• [Brief]: Please copy the Sierra landing gear door text below word for word, in full.

• [Source excerpt]:

- - -

What’s the story on Sierra main landing gear doors? Have any owners lost a door in flight? Do the main gear door brackets crack? What is the best way to attach the gear doors?
Technical Editor:
The upper gear door brackets work fine on the Sierra, when properly fitted. You should just barely be able to tell that they have very slight clearance on the upper strut ‘arms’, so that they can move very slightly when needed. They are NOT supposed to be fitted so that they hold the door tightly against the strut, and are hard to ‘wiggle’ with the lower bolt removed. If set that tightly, they WILL crack and fail. Standard heavy washers are used to space the door attach points off of the bracket tabs, as needed for clearance. The idea is to space the doors so that they don’t pull up hard into the wing when retracted, and don’t stress the brackets. Since this is just about the only retract plane on the market in which you can extend the gear while ABOVE normal indicated max cruise speed (155 MPH versus normal indicated cruise of 140 MPH; these are IAS, not TAS), there is no reason for the brackets to be an issue, if they are properly set up. The strong gear enables you to extend the gear for drag and stability, if you are being upset by turbulence in bad weather.

- - -

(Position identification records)
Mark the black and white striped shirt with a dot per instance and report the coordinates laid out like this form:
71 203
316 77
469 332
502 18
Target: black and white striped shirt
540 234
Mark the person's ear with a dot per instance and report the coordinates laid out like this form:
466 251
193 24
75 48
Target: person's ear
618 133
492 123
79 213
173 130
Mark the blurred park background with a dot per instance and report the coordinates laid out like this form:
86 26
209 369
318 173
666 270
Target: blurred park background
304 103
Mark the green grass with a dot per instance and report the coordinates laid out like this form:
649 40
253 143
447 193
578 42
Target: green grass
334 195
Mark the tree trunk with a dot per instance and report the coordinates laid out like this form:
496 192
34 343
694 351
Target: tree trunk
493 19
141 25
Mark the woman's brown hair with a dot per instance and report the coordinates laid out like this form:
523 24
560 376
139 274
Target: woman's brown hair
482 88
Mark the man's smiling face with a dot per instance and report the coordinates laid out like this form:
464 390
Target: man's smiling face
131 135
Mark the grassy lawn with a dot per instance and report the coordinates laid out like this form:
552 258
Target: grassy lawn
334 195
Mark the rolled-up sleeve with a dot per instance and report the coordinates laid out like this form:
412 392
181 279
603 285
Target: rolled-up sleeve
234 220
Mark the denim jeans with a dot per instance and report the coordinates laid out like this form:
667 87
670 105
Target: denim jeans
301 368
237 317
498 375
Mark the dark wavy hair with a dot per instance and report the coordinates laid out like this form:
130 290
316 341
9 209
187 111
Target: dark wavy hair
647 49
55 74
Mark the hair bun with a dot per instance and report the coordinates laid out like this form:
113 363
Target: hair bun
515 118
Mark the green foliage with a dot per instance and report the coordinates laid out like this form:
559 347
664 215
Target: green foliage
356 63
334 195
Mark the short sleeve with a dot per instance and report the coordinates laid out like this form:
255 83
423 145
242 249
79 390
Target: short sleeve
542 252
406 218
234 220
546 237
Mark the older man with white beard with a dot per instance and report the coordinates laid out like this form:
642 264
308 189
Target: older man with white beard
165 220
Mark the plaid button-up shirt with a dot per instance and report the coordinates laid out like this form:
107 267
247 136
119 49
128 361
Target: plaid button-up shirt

- - -

• [Solution to the exercise]:
What’s the story on Sierra main landing gear doors? Have any owners lost a door in flight? Do the main gear door brackets crack? What is the best way to attach the gear doors?
Technical Editor:
The upper gear door brackets work fine on the Sierra, when properly fitted. You should just barely be able to tell that they have very slight clearance on the upper strut ‘arms’, so that they can move very slightly when needed. They are NOT supposed to be fitted so that they hold the door tightly against the strut, and are hard to ‘wiggle’ with the lower bolt removed. If set that tightly, they WILL crack and fail. Standard heavy washers are used to space the door attach points off of the bracket tabs, as needed for clearance. The idea is to space the doors so that they don’t pull up hard into the wing when retracted, and don’t stress the brackets. Since this is just about the only retract plane on the market in which you can extend the gear while ABOVE normal indicated max cruise speed (155 MPH versus normal indicated cruise of 140 MPH; these are IAS, not TAS), there is no reason for the brackets to be an issue, if they are properly set up. The strong gear enables you to extend the gear for drag and stability, if you are being upset by turbulence in bad weather.